YOUR OBJECTIVE: Copy out everything from the line containing "backpack**, it would be much appreciated." down to the line containing "[[100,202],[102,152],[0,212],[0,255],[62,255]]", including both of those lines, and change nothing.

[start]

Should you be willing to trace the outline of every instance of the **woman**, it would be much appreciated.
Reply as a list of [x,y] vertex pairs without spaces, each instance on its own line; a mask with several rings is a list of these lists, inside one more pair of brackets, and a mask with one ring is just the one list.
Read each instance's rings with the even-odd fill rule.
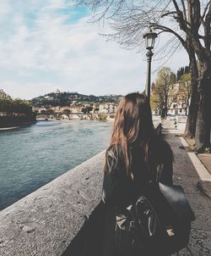
[[[104,203],[115,208],[114,214],[119,214],[141,194],[150,180],[172,184],[172,162],[169,144],[156,135],[148,97],[144,94],[127,94],[116,110],[106,150]],[[120,236],[117,239],[120,242]],[[127,252],[116,249],[116,256],[143,255],[135,247]]]

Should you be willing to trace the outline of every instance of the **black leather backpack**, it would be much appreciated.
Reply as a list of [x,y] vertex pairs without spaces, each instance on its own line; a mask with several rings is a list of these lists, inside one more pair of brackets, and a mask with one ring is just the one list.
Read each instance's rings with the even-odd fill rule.
[[127,255],[169,255],[187,247],[194,220],[181,186],[151,181],[116,215],[116,245]]

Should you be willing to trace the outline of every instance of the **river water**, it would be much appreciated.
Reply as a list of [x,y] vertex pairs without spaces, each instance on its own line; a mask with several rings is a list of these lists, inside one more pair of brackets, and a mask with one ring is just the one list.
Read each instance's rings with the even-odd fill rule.
[[104,150],[111,126],[49,120],[0,131],[0,209]]

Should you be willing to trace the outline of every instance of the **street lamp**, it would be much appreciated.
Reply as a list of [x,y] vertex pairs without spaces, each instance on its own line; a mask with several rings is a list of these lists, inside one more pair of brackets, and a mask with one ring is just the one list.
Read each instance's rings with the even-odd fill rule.
[[151,60],[153,56],[152,49],[154,46],[155,38],[158,35],[155,32],[153,32],[152,29],[149,29],[149,31],[143,35],[145,39],[146,48],[148,50],[147,56],[147,79],[146,79],[146,87],[145,93],[150,100],[150,78],[151,78]]

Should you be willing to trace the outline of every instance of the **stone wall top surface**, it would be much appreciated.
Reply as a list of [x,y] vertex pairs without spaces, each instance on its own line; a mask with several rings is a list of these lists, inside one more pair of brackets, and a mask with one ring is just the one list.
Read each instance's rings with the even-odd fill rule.
[[100,202],[102,152],[0,212],[0,255],[62,255]]

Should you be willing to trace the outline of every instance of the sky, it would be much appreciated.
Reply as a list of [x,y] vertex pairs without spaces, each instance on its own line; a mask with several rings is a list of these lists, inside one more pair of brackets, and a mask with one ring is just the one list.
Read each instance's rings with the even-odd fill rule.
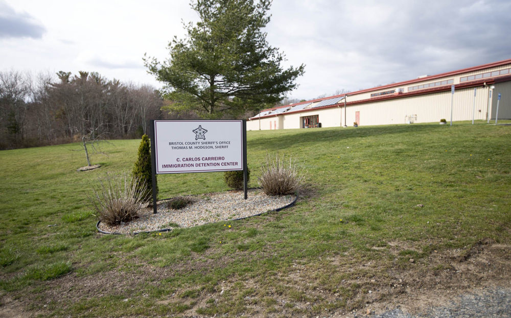
[[[265,29],[287,60],[305,64],[288,97],[310,99],[511,58],[509,0],[273,0]],[[0,0],[0,71],[98,72],[162,84],[145,54],[198,17],[189,0]]]

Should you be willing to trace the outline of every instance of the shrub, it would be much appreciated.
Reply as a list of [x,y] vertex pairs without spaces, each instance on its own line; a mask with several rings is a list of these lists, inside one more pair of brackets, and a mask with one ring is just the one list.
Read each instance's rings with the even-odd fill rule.
[[[247,167],[247,183],[250,179],[250,169]],[[229,188],[237,190],[243,190],[243,171],[225,171],[224,172],[224,181]]]
[[177,197],[170,200],[169,202],[169,206],[171,209],[179,210],[186,207],[189,204],[193,203],[193,200],[188,197]]
[[259,185],[268,195],[292,194],[300,188],[303,176],[296,167],[295,162],[289,157],[289,164],[285,163],[285,156],[274,157],[267,154],[261,167]]
[[[142,136],[138,146],[138,154],[133,167],[133,175],[138,179],[136,191],[142,192],[142,196],[150,198],[153,195],[153,181],[151,170],[151,143],[147,135]],[[158,183],[156,193],[158,193]]]
[[124,173],[114,176],[107,175],[100,180],[101,187],[94,189],[91,198],[94,215],[100,221],[113,226],[121,222],[128,222],[138,218],[137,211],[147,202],[148,197],[137,177]]

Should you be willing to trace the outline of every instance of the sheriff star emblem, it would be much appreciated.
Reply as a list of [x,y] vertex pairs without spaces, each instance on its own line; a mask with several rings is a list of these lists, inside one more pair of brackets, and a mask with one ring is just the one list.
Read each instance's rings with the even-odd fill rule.
[[199,128],[195,128],[192,131],[195,133],[195,140],[197,139],[206,140],[204,134],[207,132],[207,130],[202,128],[200,125],[199,125]]

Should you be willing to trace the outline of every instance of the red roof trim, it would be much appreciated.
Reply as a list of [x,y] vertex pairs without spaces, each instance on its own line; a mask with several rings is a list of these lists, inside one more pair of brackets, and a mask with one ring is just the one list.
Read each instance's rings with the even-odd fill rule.
[[[367,93],[368,92],[378,91],[380,90],[385,89],[386,88],[389,88],[390,87],[401,86],[402,85],[407,85],[408,84],[411,84],[413,83],[425,82],[426,81],[430,81],[431,80],[435,80],[436,78],[439,78],[440,77],[444,77],[449,76],[454,76],[455,75],[462,74],[463,73],[467,73],[468,72],[473,72],[475,71],[484,69],[485,68],[489,68],[491,67],[496,67],[497,66],[501,66],[502,65],[505,65],[506,64],[511,64],[511,59],[508,59],[507,60],[503,60],[502,61],[499,61],[498,62],[494,62],[486,64],[482,64],[481,65],[478,65],[477,66],[472,66],[472,67],[462,68],[461,69],[459,69],[455,71],[451,71],[450,72],[447,72],[446,73],[441,73],[440,74],[437,74],[436,75],[431,75],[428,76],[426,76],[425,77],[422,77],[421,78],[414,78],[413,80],[405,81],[404,82],[400,82],[399,83],[393,83],[392,84],[388,84],[387,85],[383,85],[383,86],[373,87],[373,88],[368,88],[360,91],[357,91],[356,92],[352,92],[350,93],[346,93],[345,94],[341,94],[340,95],[334,95],[333,96],[329,96],[328,97],[322,97],[321,98],[317,98],[316,99],[311,99],[311,100],[308,100],[307,101],[301,101],[300,102],[297,102],[295,104],[289,104],[288,105],[284,105],[283,106],[279,106],[278,107],[272,107],[271,108],[268,108],[267,109],[263,110],[262,111],[261,111],[261,112],[269,111],[270,110],[276,110],[280,108],[282,108],[283,107],[289,107],[290,106],[295,106],[296,105],[301,105],[302,104],[305,104],[309,102],[316,102],[317,101],[320,101],[321,100],[324,100],[325,99],[330,99],[330,98],[335,98],[336,97],[342,97],[346,95],[355,95],[357,94],[361,94],[362,93]],[[486,81],[486,82],[488,82],[488,81],[491,80],[489,78],[486,78],[486,80],[487,80]],[[450,87],[450,86],[449,86],[449,87]],[[407,93],[406,94],[408,93]],[[373,97],[373,98],[377,98],[377,97]],[[264,117],[263,117],[261,118],[264,118]]]
[[[498,78],[491,77],[489,78],[484,78],[482,80],[477,80],[476,81],[472,81],[471,82],[464,82],[463,83],[455,85],[454,89],[455,90],[455,89],[460,89],[462,88],[477,87],[478,86],[482,86],[484,85],[485,83],[486,84],[486,85],[491,85],[495,84],[496,83],[500,83],[502,82],[506,82],[507,81],[511,81],[511,75],[507,75],[505,76],[499,76]],[[353,101],[349,101],[346,103],[346,105],[351,106],[352,105],[356,105],[358,104],[377,102],[378,101],[387,100],[388,99],[393,99],[394,98],[403,98],[406,97],[410,97],[421,95],[426,95],[428,94],[432,94],[434,93],[440,93],[442,92],[445,92],[447,91],[450,91],[450,90],[451,90],[451,85],[444,85],[443,86],[438,86],[437,87],[434,87],[433,88],[427,88],[422,90],[416,90],[415,91],[412,91],[411,92],[409,92],[408,93],[403,93],[402,94],[399,94],[384,95],[381,96],[378,96],[376,97],[371,97],[370,98],[368,98],[366,99],[361,99],[360,100],[354,100]],[[333,97],[331,97],[331,98],[333,98]],[[299,111],[294,111],[294,112],[289,111],[286,112],[285,114],[281,113],[275,115],[269,115],[264,116],[261,116],[261,117],[254,116],[253,117],[252,117],[251,118],[249,119],[249,120],[258,120],[260,118],[261,119],[268,118],[269,117],[277,117],[282,115],[287,115],[288,114],[297,114],[298,113],[304,113],[306,112],[310,112],[311,111],[323,110],[328,108],[335,108],[337,107],[340,107],[341,106],[344,106],[344,102],[342,102],[338,104],[335,104],[334,105],[322,106],[321,107],[315,107],[312,109],[308,109],[305,110],[300,110]]]

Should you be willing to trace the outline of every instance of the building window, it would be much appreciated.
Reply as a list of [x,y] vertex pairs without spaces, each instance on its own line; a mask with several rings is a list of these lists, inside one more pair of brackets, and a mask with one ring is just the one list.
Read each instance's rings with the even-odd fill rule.
[[469,81],[474,81],[474,80],[480,80],[481,78],[486,78],[491,76],[499,76],[500,75],[506,75],[509,73],[511,68],[506,68],[500,71],[494,71],[493,72],[487,72],[481,73],[476,75],[472,75],[468,76],[463,76],[459,78],[459,82],[468,82]]
[[382,95],[387,95],[388,94],[393,94],[394,93],[396,93],[396,90],[385,91],[385,92],[379,92],[378,93],[373,93],[371,94],[371,97],[376,97],[376,96],[381,96]]
[[317,127],[319,117],[319,115],[317,115],[300,117],[300,119],[301,120],[301,128]]
[[417,85],[416,86],[409,86],[408,87],[408,91],[415,91],[416,90],[423,89],[425,88],[429,88],[430,87],[436,87],[437,86],[442,86],[443,85],[447,85],[449,84],[452,84],[454,83],[454,80],[447,80],[445,81],[439,81],[438,82],[435,82],[435,83],[429,83],[427,84],[421,84],[420,85]]

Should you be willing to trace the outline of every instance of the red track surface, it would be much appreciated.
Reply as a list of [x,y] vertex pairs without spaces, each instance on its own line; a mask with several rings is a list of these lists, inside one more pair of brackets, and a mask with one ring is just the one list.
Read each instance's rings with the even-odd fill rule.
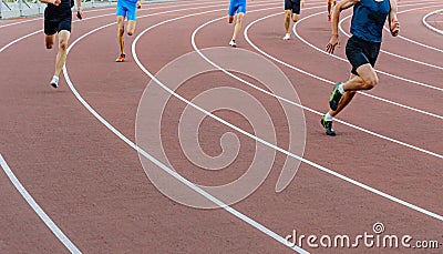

[end]

OUTPUT:
Should you be willing to trace the outline of every instance of the **black leather backpack**, it would be much appreciated.
Reply as a list of [x,y] vertex pairs without spaces, each instance on its own line; a mask with several rings is a list of these lists, inside one more pair of brackets, and a mask with one ring is just the one list.
Read each instance's rings with the even-odd fill rule.
[[127,255],[169,255],[187,247],[194,220],[181,186],[151,181],[116,215],[116,245]]

Should you be willing to trace the outline of every instance of the **river water**, it would be much appreciated.
Reply as a list of [x,y] vertex pairs without spaces, each instance on its own line; a mask with several rings is a list of these lists, inside one more pair of brackets, and a mask with one ring is just the one list.
Read each instance's rings with the even-odd fill rule.
[[104,150],[111,126],[49,120],[0,131],[0,209]]

Should you be willing to trace the outline of every instance of the **street lamp**, it would be much appreciated.
Reply as a list of [x,y] vertex pairs without spaces, each instance on its own line; a mask with several rings is a list of these lists, inside one more pair of brackets, and a mask with one ring is just the one list.
Read each instance's rings with the even-odd fill rule.
[[151,60],[153,56],[152,49],[154,46],[155,38],[158,35],[155,32],[153,32],[152,29],[149,29],[149,31],[143,35],[145,39],[146,48],[148,50],[147,56],[147,79],[146,79],[146,87],[145,93],[150,100],[150,78],[151,78]]

Should you be willing to trace the outline of every instance of the **stone wall top surface**, it would be much appreciated.
Reply as a list of [x,y] vertex pairs without spaces, each instance on its own line; a mask with several rings is a list of these lists, inside one more pair of brackets, and a mask with one ring is just the one list.
Read each instance's rings with the even-odd fill rule.
[[100,202],[102,152],[0,212],[0,255],[62,255]]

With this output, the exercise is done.